#### SUPPLIED PASSAGE:
-- -- --

2) Eat more fruit and veg
Many fruits and vegetables are high in fibre, which promotes the growth of good bacteria in the gut, specifically, Bifidobacteria.8 Of course, fruit and veg aren't only beneficial in fibre.
They also contain flavonoids and various other antioxidant compounds, which interact with the gut microbes and help balance the gut microbiota, reducing inflammation. Consuming flavonoids can help reduce your risk of type 2 diabetes and other metabolic diseases.9
Adding a banana, raspberries or strawberries to your breakfast cereal can be a great start to introducing more fruits into your diet whilst upping your fibre intake.
Adding a wider variety of vegetables to dinners, such as broccoli, cauliflower, green beans, or spinach, can add all those nutrients your plate lacks. How about snacking on carrots, mange tout or celery with hummus instead of a non-nutritious snack?
3) Drink more water!
Water is what keeps us alive. It is SO fundamental to our overall health that our gut doesn’t function properly when dehydrated. Water helps our guts digest, and slow digestion can lead to constipation.
The NHS suggests we drink 6-8 glasses of fluid per day. This doesn’t include sugary drinks but tea, coffee, non-sugary drinks and low-fat milk.10
Most of us take being thirsty as a sign to drink water, but feeling thirsty is a sign that our body is already dehydrated. Dehydration can cause headaches, kidney stones, low energy levels, confusion and weakness.11
Our bodies signal to the brain to tell us we’re thirsty; as we age, the body gets less good at doing this. This is why the older people you know are probably less likely to reach for a drink without encouragement. Getting your body used to drink water consistently rather than when thirsty can help you to maintain that habit as you age.
4) Slow it down
Our stomach sends a signal to the brain when it is full. This doesn’t happen immediately, and our brains need time to process the feeling of fullness, approximately 20 minutes.12
If we eat too fast, we may eat more food than we need. This can lead to weight gain, increasing the risk of diseases like heart disease, stroke and high blood pressure.13
Eating food too quickly can be a common cause of gut issues such as indigestion, excessive gas and bloating.1 This is because the digestive system needs time to process the food - using the good bits and eliminating the bad.
By chewing your food properly and slowing down the process, you can help your digestive system function properly.
5) Consume probiotics
Probiotics are live microorganisms that help to balance our gut microbiome. They add good bacteria to our gastrointestinal tract that ensures our gut is functioning well, and as we know, good bacteria is key to a healthy gut.
You can gain probiotics through fermented food sources such as yoghurt, sauerkraut, pickles, tempeh and kimchi. Some cheeses such as cheddar and mozzarella also contain probiotics.
If these foods don’t tickle your pickle (excuse the pun), then a daily probiotic supplement can be incredibly beneficial for your gut health.
At The Gut Co, we have created a range of products containing strains of live bacteria (probiotics) that help balance the microbiome.
Our signature product “Gut Care” includes a variety of clinically-tested ingredients, including prebiotic fibre, yeast and live probiotics that nourish, diversify and rebalance the microbiome.
This product can reduce bloating, diarrhoea and constipation, and excess gas by repopulating good gut bacteria.
6) Move more
Going for a walk after a meal for as little as 10 minutes can positively impact your gut digestive function. Physical activity increases blood flow to the digestive system's muscles, which helps move the food along.
Exercise balances the gut by preventing the growth of bad bacteria and encouraging the body to use the good stuff by absorbing its nutrients.14
Our bodies are with us for life, literally. It’s essential to treat them right to have the best quality of life you can. Why wouldn’t we avoid avoidable problems? When you see it like that, it’s a no-brainer.
Looking after our bodies starts with loving our gut, and trying these 6 tips will help your gut love you right back.

-- -- --

#### TASKS AND EXERCISES:
1) Repeat word for word the stretch of the gut health tips that begins with "By chewing your" and ends with "also contain probiotics.".
2) According to the gut health tips, how long do our brains need to process the feeling of fullness?

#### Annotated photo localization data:
-- -- --

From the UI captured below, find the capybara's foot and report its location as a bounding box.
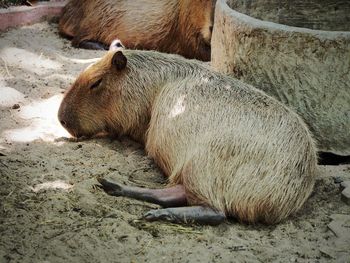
[144,206,226,225]
[97,177,187,207]
[97,177,124,196]
[77,40,109,50]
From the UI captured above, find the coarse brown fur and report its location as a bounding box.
[59,50,317,224]
[59,0,215,61]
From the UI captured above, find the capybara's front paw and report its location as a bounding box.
[97,177,123,196]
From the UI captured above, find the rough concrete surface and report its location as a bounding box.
[212,0,350,155]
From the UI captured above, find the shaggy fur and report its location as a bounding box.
[59,0,215,61]
[59,50,316,224]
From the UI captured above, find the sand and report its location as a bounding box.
[0,22,350,262]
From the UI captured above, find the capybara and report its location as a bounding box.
[58,49,317,224]
[59,0,215,61]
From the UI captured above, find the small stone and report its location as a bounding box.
[12,103,21,110]
[340,181,350,190]
[341,187,350,205]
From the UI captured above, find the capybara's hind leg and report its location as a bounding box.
[97,177,187,207]
[144,206,226,225]
[76,40,109,50]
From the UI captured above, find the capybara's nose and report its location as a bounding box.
[60,120,67,127]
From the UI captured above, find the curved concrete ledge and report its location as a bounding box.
[211,0,350,155]
[0,1,65,31]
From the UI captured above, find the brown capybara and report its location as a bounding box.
[58,47,317,224]
[59,0,215,61]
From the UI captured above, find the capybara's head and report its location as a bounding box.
[58,50,132,137]
[179,0,216,61]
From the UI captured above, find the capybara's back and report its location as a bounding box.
[59,51,317,223]
[59,0,215,61]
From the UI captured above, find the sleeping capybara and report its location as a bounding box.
[59,0,215,61]
[58,47,317,224]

-- -- --

#### LIST OF ANSWERS:
1)
By chewing your food properly and slowing down the process, you can help your digestive system function properly.
5) Consume probiotics
Probiotics are live microorganisms that help to balance our gut microbiome. They add good bacteria to our gastrointestinal tract that ensures our gut is functioning well, and as we know, good bacteria is key to a healthy gut.
You can gain probiotics through fermented food sources such as yoghurt, sauerkraut, pickles, tempeh and kimchi. Some cheeses such as cheddar and mozzarella also contain probiotics.

2) Approximately 20 minutes.